Reproduce, word for word, the part of the forum thread on Lipschitz functions and Sobolev spaces below that runs from "Now, my problem" up to and including "pretty much appreciated!".

» Selected excerpt
========

Let $X = C_{0}(\Omega) := \{ u \in C(\overline{\Omega})\,|\,u|_{\partial\Omega}=0\}$ and define $F : X \to X$ as Lipschitz continuous function and $F(0) = 0$. Let $\Omega\subset \mathbb{R}^{N}$ be a bounded domain with Lipschitz continuous boundary and $u \in X\cap H_{0}^{1}(\Omega)$, show that $F(u) \in H_{0}^{1}(\Omega)$!
This is my attempt so far :
\begin{align*}
||F(u)||_{H_{0}^{1}}^{2} &= ||F(u)||_{L^{2}}^{2} + ||\nabla F(u)||_{L^{2}}^{2}\\
&:= A + B
\end{align*}
First, I show that $A$ is bounded. Observe that \begin{align*} A &= \int_{\Omega}|F(u)|^{2}dx \\ &\leq \int_{\Omega}(\sup\limits_{\Omega}|F(u)|)^{2}dx = \int_{\Omega}||F(u)||_{X}^{2}dx\\ &=|\Omega|\,||F(u)-F(0)||_{X}^{2}\\ &\leq |\Omega|(L||u-0||^{2}_{X})^{2} = L|\Omega|\,||u||_{X}^{2}<\infty \end{align*} Hence, $A$ is bounded.
Now, my problem is how to show that $B$ is bounded as well? Since $F$ is Lipschitz, is there anything I can say for $B := \int_{\Omega}|\nabla F(u)|^{2}dx$?
Any help is pretty much appreciated!
In this question one can find a proof under the assumption that $F$ is continuously differentiable. From here one can proceed by approximation.

========

» Collected data
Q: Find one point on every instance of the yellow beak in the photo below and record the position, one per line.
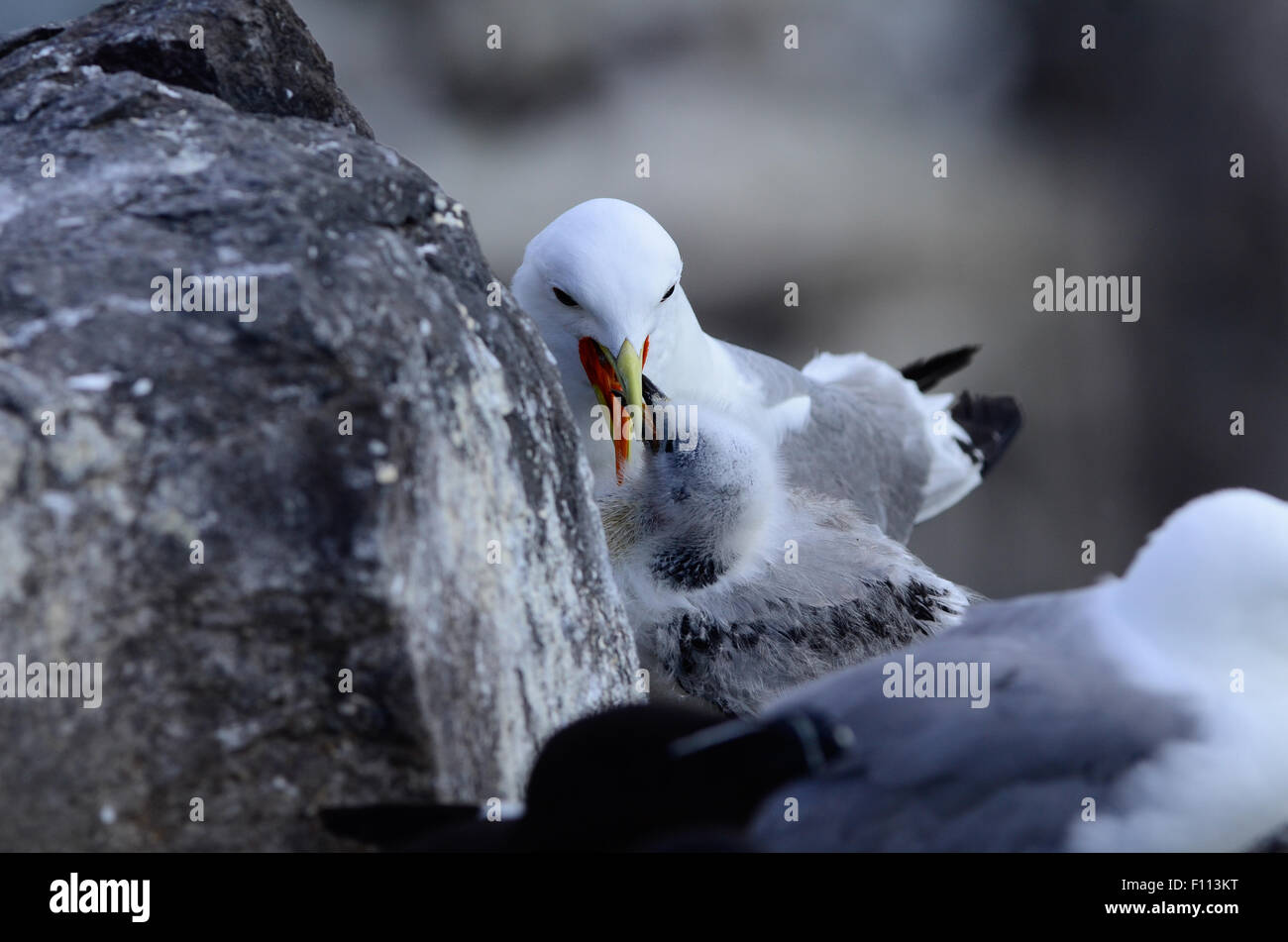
(621, 374)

========

» Expected answer
Now, my problem is how to show that $B$ is bounded as well? Since $F$ is Lipschitz, is there anything I can say for $B := \int_{\Omega}|\nabla F(u)|^{2}dx$?
Any help is pretty much appreciated!